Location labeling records

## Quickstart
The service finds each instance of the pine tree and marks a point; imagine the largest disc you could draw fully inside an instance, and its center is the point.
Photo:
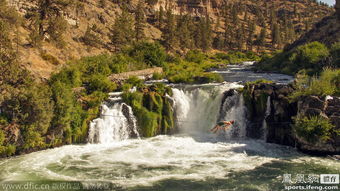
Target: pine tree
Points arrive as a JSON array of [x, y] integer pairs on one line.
[[169, 31], [122, 32], [46, 19], [161, 17], [184, 34], [140, 21], [227, 28], [204, 34], [6, 49], [251, 32], [260, 41], [276, 35]]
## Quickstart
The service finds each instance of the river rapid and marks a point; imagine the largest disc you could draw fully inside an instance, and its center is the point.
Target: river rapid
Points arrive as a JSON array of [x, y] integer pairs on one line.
[[193, 159]]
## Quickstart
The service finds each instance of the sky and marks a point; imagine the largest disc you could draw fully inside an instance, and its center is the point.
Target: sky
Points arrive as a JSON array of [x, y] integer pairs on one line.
[[330, 2]]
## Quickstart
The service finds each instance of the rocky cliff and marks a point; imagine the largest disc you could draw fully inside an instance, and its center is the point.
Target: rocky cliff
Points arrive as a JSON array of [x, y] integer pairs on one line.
[[277, 124], [337, 8], [99, 16], [326, 31]]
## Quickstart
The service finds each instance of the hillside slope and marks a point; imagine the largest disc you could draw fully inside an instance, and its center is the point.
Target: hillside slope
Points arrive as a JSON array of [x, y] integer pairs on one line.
[[95, 19], [326, 31]]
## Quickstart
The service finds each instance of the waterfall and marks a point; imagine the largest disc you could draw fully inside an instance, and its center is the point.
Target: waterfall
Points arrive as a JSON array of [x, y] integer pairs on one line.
[[264, 123], [233, 108], [199, 109], [116, 123]]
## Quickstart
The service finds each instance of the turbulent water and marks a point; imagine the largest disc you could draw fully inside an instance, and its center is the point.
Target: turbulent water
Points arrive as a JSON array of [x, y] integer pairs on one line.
[[194, 159]]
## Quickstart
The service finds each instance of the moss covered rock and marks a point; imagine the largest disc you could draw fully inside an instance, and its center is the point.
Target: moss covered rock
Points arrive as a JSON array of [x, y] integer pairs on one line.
[[153, 109]]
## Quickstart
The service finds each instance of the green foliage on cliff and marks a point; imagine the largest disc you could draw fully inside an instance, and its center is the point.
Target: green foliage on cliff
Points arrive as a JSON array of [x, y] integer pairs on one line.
[[236, 57], [150, 54], [314, 129], [153, 109], [192, 69], [311, 57], [327, 83]]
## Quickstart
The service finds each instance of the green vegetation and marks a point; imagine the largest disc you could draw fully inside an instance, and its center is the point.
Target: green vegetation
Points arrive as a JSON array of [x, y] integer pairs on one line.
[[327, 84], [50, 58], [57, 112], [192, 69], [46, 19], [314, 129], [236, 57], [312, 57], [152, 108]]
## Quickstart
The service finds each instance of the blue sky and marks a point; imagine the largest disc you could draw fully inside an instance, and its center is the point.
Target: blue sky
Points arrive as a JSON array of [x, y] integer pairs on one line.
[[331, 2]]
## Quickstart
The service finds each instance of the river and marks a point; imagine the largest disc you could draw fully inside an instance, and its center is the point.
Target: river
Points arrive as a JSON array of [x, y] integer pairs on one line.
[[193, 159]]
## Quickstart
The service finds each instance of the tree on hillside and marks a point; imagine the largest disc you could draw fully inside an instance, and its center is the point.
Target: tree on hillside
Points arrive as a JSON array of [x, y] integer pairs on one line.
[[251, 31], [9, 20], [184, 35], [47, 18], [261, 39], [276, 35], [227, 27], [140, 21], [122, 31], [169, 31], [204, 34], [161, 17]]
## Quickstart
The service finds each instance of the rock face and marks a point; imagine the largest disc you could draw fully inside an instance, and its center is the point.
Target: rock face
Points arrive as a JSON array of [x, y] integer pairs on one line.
[[100, 15], [326, 31], [278, 122], [328, 108], [279, 118], [337, 8]]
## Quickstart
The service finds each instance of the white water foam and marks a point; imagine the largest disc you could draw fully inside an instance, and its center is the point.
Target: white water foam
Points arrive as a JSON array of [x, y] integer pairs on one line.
[[113, 125], [198, 110], [264, 123]]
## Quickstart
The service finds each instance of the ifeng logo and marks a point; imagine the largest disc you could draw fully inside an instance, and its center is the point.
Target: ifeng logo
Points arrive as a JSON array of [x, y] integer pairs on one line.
[[329, 178], [311, 179]]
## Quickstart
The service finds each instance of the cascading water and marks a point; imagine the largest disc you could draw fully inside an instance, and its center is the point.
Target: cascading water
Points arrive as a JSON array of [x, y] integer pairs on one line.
[[116, 123], [233, 108], [198, 109], [177, 162]]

| THE TASK |
Edit the data from its start down through the line containing "[[277, 124], [337, 8], [99, 16], [326, 31]]", changing "service" to "tool" and leaving everything else unchanged. Leave the pictures out of your answer.

| FULL OUTPUT |
## Quickstart
The tool finds each instance of the pine tree and marks a point; imagine the largest disc you could draw fully inside an instance, and its center is the point.
Photo:
Target: pine tree
Points arrive as a JSON array of [x, y] integer pairs on one line.
[[169, 31], [122, 32], [46, 19], [161, 17], [184, 34], [140, 21], [227, 28], [204, 34], [6, 49], [251, 32], [260, 41], [276, 35]]
## Quickstart
The tool finds each instance of the river rapid and marks a point; imagine the largest disc you could draw fully inside an instance, and its center is the point.
Target: river rapid
Points arrive as a JSON array of [x, y] integer pairs on one line.
[[193, 159]]
## Quickstart
The tool finds each instance of the sky and marks a point; imagine the largest disc you could draw fully inside an instance, and its center is the point.
Target: sky
Points arrive as a JSON array of [x, y] integer pairs on one line.
[[330, 2]]
## Quickstart
The tool finds each instance of the rocky cliff and marks a point; imagine the largest disc you could draw fully inside an instance, and its center is the point.
Target: rocky cliff
Points arrive as a JSON array of [x, y] integer pairs on one line.
[[277, 124], [337, 8], [99, 16], [326, 31]]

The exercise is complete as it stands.